BEGIN

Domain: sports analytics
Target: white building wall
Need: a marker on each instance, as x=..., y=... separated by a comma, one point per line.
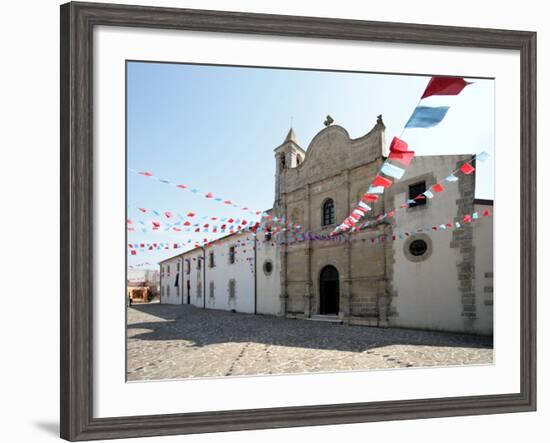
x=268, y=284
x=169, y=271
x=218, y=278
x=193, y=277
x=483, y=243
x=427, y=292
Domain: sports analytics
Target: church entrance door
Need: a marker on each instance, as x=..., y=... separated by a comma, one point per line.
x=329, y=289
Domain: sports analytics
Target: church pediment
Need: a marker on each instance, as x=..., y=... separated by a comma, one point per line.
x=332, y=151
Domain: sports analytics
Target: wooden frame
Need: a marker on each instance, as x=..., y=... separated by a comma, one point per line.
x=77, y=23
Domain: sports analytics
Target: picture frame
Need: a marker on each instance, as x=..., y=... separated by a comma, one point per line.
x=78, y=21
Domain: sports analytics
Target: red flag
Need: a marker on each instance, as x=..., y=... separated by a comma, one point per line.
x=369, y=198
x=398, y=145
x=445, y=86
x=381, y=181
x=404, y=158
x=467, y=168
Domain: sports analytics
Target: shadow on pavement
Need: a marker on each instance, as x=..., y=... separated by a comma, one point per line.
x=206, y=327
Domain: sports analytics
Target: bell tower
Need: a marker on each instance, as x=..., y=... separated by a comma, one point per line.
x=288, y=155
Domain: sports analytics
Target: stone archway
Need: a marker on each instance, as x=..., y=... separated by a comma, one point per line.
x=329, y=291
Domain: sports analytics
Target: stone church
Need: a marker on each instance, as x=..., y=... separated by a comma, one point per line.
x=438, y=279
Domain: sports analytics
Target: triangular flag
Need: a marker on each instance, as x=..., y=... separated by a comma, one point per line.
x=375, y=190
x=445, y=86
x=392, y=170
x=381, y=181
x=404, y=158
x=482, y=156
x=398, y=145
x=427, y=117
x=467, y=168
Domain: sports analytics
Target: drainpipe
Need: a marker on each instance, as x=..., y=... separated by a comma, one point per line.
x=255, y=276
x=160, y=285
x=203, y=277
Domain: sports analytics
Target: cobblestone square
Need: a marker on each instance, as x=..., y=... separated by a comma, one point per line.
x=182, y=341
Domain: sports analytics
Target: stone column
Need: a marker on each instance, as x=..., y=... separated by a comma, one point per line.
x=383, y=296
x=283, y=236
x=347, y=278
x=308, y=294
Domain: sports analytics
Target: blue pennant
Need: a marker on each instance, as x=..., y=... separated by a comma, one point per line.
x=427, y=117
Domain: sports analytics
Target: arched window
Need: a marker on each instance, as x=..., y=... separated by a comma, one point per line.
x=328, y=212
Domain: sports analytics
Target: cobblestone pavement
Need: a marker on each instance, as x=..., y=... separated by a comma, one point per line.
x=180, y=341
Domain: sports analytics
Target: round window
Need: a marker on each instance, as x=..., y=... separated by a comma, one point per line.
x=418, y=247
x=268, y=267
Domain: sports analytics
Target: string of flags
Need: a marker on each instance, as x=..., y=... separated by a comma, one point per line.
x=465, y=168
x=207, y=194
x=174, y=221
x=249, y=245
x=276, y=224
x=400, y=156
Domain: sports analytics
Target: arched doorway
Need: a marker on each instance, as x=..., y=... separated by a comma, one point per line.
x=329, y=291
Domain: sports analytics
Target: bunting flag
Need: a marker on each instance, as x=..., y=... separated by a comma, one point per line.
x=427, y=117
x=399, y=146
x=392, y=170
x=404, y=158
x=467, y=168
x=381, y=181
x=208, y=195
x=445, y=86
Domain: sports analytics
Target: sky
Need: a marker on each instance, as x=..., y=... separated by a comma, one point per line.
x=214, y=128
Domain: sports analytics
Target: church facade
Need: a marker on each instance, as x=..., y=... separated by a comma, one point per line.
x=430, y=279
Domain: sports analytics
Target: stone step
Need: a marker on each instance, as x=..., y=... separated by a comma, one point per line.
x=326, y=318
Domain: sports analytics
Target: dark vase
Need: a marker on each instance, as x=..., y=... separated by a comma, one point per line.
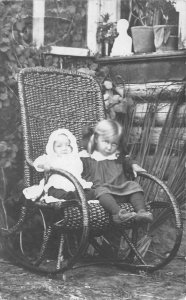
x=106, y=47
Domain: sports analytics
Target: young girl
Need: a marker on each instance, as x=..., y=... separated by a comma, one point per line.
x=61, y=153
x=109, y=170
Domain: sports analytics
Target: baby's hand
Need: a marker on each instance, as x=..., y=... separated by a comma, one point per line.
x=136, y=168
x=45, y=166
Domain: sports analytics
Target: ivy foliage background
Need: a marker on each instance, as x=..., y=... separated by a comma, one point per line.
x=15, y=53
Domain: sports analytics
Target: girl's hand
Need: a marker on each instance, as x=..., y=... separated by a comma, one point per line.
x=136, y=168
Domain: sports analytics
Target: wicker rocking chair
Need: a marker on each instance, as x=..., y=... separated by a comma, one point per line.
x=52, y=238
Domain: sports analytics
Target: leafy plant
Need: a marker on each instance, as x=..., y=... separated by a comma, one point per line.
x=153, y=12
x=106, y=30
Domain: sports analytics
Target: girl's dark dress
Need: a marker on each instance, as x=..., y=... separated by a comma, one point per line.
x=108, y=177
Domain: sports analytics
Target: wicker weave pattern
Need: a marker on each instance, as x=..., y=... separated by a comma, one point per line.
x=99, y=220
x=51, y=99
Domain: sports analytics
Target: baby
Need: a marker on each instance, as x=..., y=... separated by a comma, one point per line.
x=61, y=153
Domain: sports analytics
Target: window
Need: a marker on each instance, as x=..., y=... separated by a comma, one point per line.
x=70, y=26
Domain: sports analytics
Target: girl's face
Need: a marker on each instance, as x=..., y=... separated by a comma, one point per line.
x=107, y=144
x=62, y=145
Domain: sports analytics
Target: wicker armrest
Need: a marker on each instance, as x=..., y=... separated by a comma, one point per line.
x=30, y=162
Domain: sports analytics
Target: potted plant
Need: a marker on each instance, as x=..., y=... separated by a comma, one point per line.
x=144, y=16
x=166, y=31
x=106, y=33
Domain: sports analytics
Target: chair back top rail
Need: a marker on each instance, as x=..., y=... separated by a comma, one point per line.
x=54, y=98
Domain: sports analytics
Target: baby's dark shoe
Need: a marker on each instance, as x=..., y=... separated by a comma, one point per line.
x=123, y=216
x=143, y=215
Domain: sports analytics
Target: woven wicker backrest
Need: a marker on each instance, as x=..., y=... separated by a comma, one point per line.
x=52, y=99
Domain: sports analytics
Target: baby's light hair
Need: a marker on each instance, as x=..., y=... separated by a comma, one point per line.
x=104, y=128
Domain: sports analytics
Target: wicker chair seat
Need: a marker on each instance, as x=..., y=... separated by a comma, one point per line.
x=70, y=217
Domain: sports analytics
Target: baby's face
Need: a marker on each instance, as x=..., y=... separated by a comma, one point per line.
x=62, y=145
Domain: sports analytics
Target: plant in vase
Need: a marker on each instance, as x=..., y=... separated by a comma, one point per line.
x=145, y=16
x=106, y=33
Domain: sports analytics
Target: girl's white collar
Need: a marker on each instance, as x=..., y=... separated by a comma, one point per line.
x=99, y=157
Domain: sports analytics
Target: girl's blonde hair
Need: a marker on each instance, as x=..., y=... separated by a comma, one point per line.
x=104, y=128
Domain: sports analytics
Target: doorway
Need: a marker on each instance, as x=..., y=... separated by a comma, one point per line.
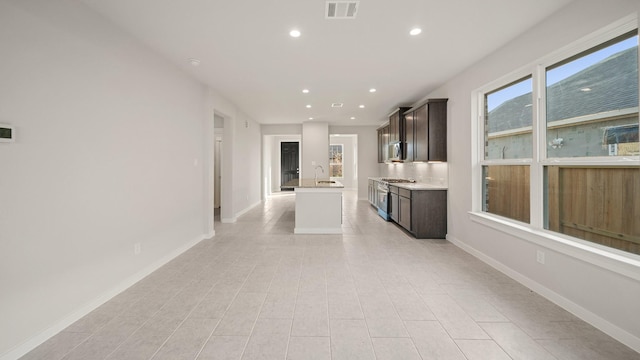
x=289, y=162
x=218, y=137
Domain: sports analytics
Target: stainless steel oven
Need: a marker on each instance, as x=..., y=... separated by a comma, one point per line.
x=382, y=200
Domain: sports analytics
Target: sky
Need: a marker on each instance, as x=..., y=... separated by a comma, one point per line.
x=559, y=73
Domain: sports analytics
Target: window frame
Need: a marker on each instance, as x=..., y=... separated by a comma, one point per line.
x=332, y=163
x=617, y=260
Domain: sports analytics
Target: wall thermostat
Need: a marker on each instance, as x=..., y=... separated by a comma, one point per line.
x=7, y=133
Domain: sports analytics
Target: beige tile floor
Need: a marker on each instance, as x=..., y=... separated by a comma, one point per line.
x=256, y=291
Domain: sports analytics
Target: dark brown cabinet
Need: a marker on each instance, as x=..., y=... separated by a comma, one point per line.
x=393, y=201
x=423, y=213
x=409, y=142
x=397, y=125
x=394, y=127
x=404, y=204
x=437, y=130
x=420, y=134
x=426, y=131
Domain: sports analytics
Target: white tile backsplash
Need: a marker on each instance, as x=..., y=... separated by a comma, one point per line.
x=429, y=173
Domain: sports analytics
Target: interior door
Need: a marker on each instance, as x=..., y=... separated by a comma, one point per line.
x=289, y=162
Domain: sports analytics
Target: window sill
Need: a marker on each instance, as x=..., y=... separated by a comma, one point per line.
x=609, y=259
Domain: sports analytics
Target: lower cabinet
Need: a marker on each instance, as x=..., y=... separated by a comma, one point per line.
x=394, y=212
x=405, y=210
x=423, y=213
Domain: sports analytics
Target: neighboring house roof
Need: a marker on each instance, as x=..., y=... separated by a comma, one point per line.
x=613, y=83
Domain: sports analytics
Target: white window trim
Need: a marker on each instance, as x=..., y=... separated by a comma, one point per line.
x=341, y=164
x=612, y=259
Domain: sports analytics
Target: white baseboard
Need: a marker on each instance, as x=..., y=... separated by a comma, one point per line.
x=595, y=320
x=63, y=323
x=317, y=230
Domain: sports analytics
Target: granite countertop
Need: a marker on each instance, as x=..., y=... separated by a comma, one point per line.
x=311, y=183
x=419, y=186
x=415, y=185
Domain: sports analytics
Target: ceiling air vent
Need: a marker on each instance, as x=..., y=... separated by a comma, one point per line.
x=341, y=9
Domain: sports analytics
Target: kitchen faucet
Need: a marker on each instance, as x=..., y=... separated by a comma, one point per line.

END

*Your instructions*.
Exactly as they appear, write out the lines from the one containing "Target: white baseboard" through the final line of the entries above, both included.

*Solved exercise*.
Target: white baseboard
Need: a marker on each instance, as x=..., y=... separated by a comma, one point per line.
x=595, y=320
x=63, y=323
x=317, y=230
Domain: sports analytics
Target: granite countertop
Need: a marker on each instance, as x=..., y=... separated by a comma, one point per line.
x=311, y=183
x=419, y=186
x=415, y=185
Domain: sports analytics
Target: ceiling air vent
Need: a marker on each instance, as x=..., y=... separated by a comma, one point per line.
x=341, y=9
Domain: sports analytics
Target: kitchen faucet
Need: a marker on each instance, as x=..., y=... separated by a comma, one point per line.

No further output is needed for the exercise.